Rinaldo’s advice to business owners and potential employees: look beyond the résumé.
“People are understanding that they need to be less specialized in who they're looking for,” she said. “Employers are still saying, ‘But what if I'm hiring the wrong person? It's just not worth it.’
“But at the same time, people need to be a Jack of all trades.”
“It's such a changing world right now, we are at the cusp,” she said. “There's such a shortage of people.”
It may not have been apparent to her at the time, but Rinaldo said every stop in her career’s journey has prepared her for the new role.
That includes owning a clothing store, and sitting on several boards in the city, like the Farmers’ Markets Ontario Board, the Timmins Museum National Exhibition Centre, and the Timmins Public Library.
“I tell people ‘Do everything you can that you want to do. If it's interesting to you, pursue it,’” she said.
“I also say to people, ‘You need to expand your circle, and you'll find other passions, and you'll meet some interesting people and hear stories that could guide you into another career.’”
Another key takeaway for employers, she said, is to not scrimp when it comes to simple things, like respect for their workers.
That was a lesson she learned from one of her first jobs — a waitress at the A&W drive-in when she was 17 years old.
“That was the days where you clipped the trays on the outside of the car,” she said. “And employees were a dime a dozen; you just had to put the sign outside the window and you'd get 30 kids applying for a job.”
“We had a great manager who really worked around my hours… and even understood back then that, as a student, I needed to be flexible, and she was flexible with me,” Rinaldo said.

_ _ _ _

• [Direction 1] Name each board in the city that the passage about Rinaldo says she has sat on.
The passage and the listing have nothing to do with each other.

(Location identification entries)

_ _ _ _

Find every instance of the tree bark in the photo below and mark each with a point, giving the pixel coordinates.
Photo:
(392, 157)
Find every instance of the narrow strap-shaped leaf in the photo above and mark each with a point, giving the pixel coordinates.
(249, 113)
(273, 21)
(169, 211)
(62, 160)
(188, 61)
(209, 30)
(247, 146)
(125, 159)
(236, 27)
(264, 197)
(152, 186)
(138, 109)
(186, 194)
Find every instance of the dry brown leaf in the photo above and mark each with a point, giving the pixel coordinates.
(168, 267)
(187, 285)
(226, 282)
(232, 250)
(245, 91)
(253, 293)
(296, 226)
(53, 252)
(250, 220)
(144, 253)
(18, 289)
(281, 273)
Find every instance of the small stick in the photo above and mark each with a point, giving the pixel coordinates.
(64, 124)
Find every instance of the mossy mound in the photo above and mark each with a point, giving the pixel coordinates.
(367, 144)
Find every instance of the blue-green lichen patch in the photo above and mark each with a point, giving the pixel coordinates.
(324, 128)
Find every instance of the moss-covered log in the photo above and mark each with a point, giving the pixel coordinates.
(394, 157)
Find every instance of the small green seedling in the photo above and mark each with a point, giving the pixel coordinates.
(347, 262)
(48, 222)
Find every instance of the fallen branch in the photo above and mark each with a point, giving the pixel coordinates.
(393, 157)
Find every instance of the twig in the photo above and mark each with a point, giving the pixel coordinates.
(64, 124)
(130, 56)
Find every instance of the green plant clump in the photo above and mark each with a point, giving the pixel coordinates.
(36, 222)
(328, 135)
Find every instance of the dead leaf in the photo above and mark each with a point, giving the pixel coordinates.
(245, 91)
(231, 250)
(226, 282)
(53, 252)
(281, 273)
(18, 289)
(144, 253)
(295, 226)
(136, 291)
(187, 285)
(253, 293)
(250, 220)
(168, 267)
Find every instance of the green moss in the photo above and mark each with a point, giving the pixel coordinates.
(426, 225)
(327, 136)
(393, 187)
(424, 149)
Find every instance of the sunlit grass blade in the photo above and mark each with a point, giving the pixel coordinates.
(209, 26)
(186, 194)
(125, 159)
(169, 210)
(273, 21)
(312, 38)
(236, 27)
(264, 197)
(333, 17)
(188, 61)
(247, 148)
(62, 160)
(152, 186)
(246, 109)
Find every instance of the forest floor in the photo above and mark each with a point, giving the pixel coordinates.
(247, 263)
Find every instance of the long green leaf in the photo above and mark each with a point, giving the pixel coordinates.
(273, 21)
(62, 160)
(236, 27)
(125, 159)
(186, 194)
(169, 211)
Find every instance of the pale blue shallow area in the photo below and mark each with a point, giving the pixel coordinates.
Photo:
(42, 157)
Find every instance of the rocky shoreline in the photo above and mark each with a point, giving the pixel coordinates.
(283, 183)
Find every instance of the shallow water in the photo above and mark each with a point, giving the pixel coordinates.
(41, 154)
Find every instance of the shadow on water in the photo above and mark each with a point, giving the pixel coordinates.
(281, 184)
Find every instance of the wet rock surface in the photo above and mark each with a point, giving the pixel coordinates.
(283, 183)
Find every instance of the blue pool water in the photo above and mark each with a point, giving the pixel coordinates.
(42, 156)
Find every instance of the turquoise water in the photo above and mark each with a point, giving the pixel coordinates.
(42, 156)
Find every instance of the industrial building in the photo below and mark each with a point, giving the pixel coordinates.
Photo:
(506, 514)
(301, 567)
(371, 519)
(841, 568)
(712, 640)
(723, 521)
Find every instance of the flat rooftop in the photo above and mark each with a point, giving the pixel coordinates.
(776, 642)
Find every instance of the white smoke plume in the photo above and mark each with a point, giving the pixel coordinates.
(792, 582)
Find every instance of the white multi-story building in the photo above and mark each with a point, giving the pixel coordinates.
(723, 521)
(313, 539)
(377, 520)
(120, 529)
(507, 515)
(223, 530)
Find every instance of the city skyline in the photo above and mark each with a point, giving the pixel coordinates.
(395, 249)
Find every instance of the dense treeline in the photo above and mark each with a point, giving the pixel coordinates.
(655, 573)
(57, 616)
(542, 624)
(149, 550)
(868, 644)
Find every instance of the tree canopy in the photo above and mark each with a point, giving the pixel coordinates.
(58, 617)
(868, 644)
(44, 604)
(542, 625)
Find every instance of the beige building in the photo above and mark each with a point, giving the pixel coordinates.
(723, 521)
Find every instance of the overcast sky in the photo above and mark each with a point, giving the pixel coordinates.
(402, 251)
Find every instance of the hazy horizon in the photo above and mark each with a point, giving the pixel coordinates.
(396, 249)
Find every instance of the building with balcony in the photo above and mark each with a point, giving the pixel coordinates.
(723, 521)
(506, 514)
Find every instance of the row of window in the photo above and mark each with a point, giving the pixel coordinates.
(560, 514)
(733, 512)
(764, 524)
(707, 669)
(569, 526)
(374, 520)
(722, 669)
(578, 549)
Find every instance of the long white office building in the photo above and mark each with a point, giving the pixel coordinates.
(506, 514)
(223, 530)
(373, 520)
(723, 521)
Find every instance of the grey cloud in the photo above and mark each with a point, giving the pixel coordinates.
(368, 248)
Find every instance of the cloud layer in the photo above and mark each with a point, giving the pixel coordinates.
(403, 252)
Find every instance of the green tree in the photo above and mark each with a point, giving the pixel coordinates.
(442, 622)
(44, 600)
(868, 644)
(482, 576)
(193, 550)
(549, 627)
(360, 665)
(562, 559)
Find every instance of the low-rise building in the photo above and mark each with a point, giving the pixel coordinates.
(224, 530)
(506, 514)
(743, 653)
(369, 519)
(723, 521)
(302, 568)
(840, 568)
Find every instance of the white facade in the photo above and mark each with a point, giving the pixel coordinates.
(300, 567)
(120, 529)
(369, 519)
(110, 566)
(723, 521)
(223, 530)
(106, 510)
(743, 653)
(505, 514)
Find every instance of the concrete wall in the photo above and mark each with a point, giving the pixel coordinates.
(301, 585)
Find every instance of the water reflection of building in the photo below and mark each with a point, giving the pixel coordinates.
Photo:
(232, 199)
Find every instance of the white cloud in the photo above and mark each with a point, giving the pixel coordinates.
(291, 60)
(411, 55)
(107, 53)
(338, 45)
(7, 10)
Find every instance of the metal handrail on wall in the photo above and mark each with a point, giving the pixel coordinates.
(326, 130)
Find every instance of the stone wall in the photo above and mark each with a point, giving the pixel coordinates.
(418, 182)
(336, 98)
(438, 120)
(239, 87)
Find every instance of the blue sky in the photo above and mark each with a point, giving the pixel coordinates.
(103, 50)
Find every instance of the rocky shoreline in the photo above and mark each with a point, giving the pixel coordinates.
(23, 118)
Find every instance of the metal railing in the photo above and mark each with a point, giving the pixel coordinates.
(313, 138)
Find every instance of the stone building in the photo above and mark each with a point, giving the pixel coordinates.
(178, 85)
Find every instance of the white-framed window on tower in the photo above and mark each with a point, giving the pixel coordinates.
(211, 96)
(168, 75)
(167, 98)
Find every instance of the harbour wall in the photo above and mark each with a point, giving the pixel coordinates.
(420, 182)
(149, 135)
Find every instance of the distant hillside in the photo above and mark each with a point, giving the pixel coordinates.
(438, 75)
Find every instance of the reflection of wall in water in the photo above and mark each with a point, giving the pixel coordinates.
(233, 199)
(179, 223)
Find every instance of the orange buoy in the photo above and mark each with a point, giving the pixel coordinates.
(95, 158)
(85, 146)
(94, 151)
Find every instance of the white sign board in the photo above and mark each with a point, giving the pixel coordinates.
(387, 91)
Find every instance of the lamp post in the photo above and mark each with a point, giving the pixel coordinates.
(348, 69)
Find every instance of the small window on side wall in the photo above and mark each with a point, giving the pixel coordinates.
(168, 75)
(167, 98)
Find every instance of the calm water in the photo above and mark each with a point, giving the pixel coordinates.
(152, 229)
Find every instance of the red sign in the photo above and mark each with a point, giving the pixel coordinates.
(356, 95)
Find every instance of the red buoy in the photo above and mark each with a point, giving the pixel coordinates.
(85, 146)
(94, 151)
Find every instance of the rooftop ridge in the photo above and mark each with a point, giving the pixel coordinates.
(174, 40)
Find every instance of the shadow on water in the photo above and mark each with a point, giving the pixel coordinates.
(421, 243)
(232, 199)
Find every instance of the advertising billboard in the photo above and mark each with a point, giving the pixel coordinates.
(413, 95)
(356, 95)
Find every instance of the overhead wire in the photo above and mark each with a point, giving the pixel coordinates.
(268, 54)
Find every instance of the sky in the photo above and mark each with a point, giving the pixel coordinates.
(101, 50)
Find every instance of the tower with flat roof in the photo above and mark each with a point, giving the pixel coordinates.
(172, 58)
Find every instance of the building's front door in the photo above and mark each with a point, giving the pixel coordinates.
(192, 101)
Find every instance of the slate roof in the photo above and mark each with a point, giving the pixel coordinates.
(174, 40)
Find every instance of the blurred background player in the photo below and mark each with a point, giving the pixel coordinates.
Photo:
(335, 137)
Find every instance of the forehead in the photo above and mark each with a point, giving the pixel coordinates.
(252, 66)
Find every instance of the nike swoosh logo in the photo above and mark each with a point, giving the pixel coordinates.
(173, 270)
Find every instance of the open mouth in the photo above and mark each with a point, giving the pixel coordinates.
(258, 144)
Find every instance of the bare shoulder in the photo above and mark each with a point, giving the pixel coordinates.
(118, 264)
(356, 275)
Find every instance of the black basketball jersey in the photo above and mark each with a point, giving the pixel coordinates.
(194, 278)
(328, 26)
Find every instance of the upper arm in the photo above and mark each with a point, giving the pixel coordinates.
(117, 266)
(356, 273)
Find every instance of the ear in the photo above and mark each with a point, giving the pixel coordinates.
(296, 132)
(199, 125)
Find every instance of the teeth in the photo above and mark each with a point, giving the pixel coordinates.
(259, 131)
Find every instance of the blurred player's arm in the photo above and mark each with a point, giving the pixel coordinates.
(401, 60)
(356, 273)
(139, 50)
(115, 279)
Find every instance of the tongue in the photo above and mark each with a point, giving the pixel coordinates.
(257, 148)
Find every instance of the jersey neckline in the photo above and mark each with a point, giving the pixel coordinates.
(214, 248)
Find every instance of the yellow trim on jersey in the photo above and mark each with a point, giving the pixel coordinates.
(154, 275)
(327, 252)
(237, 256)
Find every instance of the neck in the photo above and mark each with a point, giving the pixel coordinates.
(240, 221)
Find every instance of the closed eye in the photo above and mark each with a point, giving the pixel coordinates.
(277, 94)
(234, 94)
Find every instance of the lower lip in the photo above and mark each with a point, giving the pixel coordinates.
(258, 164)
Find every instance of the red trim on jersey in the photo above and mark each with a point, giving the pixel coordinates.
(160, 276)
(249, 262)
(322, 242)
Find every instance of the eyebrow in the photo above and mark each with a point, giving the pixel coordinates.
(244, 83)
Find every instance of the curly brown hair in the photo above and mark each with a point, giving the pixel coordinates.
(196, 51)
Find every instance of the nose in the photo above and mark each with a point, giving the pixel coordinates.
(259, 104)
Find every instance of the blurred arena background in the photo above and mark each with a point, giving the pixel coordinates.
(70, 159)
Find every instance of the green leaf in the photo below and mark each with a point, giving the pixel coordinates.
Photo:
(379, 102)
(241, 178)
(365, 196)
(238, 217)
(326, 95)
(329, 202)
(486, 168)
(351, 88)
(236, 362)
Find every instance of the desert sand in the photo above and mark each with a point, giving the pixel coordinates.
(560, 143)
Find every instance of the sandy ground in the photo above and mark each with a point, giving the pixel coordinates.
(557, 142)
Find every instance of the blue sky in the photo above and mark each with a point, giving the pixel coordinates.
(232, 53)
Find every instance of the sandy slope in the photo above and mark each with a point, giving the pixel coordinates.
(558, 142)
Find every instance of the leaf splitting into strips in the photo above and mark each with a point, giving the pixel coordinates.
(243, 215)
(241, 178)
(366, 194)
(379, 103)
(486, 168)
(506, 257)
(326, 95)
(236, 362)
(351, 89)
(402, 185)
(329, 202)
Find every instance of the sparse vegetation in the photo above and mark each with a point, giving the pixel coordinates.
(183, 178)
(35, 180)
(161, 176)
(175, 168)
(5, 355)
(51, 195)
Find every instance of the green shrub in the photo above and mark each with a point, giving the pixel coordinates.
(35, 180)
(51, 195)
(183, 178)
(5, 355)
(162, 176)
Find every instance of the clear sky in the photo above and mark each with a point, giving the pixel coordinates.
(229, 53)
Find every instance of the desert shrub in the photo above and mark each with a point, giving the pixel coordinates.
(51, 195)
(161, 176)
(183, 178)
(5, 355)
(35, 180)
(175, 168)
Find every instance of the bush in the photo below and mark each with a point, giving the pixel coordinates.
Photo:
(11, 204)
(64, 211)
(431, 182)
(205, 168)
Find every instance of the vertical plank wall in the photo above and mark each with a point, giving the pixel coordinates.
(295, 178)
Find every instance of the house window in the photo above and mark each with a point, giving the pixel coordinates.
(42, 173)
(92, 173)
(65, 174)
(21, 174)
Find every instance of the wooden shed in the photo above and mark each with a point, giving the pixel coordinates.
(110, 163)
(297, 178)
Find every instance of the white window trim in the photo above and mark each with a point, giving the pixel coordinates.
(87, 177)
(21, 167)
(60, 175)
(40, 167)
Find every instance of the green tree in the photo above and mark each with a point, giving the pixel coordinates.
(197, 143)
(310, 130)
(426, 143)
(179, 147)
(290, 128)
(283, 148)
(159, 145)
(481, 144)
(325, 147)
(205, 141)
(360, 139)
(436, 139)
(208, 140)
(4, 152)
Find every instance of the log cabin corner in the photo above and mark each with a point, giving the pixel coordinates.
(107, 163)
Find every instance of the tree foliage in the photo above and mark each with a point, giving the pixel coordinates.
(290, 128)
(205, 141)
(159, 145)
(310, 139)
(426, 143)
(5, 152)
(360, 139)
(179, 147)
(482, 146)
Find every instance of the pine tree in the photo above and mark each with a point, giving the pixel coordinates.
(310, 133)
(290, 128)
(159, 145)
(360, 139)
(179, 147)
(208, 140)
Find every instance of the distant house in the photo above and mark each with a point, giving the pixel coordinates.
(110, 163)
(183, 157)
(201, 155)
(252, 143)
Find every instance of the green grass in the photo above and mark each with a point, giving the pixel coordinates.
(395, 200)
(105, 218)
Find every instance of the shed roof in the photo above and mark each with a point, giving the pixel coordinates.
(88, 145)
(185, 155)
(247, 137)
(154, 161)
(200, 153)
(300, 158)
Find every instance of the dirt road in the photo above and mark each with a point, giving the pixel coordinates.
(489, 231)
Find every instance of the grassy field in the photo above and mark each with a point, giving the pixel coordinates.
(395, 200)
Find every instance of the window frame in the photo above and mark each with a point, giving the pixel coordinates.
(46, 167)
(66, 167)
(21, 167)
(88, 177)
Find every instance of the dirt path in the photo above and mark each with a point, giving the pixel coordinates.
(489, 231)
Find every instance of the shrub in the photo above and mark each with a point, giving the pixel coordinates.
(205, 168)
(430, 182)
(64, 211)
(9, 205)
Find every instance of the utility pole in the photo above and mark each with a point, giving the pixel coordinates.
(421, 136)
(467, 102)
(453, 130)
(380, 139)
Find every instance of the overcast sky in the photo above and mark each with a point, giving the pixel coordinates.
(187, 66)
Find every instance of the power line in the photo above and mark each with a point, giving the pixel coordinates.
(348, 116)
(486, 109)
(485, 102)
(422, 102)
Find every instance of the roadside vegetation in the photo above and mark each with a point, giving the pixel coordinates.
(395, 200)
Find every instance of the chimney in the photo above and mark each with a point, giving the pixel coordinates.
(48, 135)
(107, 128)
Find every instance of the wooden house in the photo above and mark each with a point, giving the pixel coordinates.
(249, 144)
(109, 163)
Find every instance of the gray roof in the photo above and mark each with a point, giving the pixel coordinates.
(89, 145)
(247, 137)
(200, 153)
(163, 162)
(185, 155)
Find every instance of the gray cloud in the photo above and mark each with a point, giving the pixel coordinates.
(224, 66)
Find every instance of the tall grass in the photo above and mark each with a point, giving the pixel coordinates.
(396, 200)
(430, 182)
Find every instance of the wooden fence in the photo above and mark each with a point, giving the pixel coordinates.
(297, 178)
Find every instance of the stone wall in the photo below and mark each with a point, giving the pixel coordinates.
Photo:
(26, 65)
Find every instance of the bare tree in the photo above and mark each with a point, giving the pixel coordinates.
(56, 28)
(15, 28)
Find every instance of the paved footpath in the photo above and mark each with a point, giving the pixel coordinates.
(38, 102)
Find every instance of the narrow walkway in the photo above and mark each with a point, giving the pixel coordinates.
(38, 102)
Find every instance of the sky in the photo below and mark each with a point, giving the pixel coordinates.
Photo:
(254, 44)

_ _ _ _

• [Direction 2] Pick out every line in the listing that contains the word "gray".

• [Problem solution 1]
Farmers' Markets Ontario Board
Timmins Museum National Exhibition Centre
Timmins Public Library

• [Problem solution 2]
Find every instance of the gray roof in the photo above and mark each with a point, giving the pixel coordinates.
Find every instance of the gray cloud in the photo above and mark each with a point, giving the pixel coordinates.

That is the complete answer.